| PROBLEMS TO SOLVE |
a – Answer these questions from the article about Louise Nicholas, one per line:
(i) In what kind of meeting did officials reveal that her job would be scrapped?
(ii) For how many years has the government supported and funded her work?
(iii) In which court did she make her allegation in 1993?
b – Reproduce the passage of the article about Louise Nicholas from the words "She has been called" up to and including the words "some hard knocks.", word for word.

| SUPPLIED TEXT |
Louise Nicholas taught Kiwis how to speak about sexual violence. Now, she believes the Government wants to silence her. Jehan Casinader reports.

Published in Stuff

It takes a lot to make Louise Nicholas cry.

She has been called a “slut”, a “whore” and a “media-loving liar”. Her sex life has been splashed across the papers. She has been shouted at by gang members, sneered at by lawyers and spat at by strangers. Usually, the vitriol brushes past her skin, but it does not stick.

As a rape survivor, Nicholas has led a decade-long crusade to educate Kiwis about sexual violence. It’s tough work, and she is used to taking some hard knocks.

But everyone has a breaking point. Hers came during a Zoom meeting with Ministry of Social Development officials. They revealed that her job – as the national advocate for survivors of sexual violence – would be scrapped.

“I realised that they didn’t want me around anymore,” Nicholas recalls. “I burst into tears and just could not speak. My wellbeing started to go downhill. I thought, ‘How dare they?’”

Nicholas has helped hundreds of survivors to navigate the perilous labyrinth known as the justice system. For 12 years, her work has been supported – and funded – by the government. She was shocked to discover that she is no longer needed.

“Sitting in that Zoom meeting, I felt like I had stepped back in time. Because, many years ago, my voice was taken away from me. And now, they’re going to do it again.”

On a summer morning in 1993, a timid woman stepped into the witness box at the Rotorua District Court. There, Louise Nicholas made a bombshell allegation: that, as a 13-year-old, she was repeatedly raped by a police officer.

| SUPPLIED DATA |
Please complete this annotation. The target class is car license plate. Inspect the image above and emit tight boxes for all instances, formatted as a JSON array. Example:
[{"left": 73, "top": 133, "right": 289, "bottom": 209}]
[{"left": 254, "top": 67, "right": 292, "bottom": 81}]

| EXPECTED RESULTS |
a –
(i) A Zoom meeting with Ministry of Social Development officials
(ii) 12 years
(iii) The Rotorua District Court

b –
She has been called a “slut”, a “whore” and a “media-loving liar”. Her sex life has been splashed across the papers. She has been shouted at by gang members, sneered at by lawyers and spat at by strangers. Usually, the vitriol brushes past her skin, but it does not stick.

As a rape survivor, Nicholas has led a decade-long crusade to educate Kiwis about sexual violence. It’s tough work, and she is used to taking some hard knocks.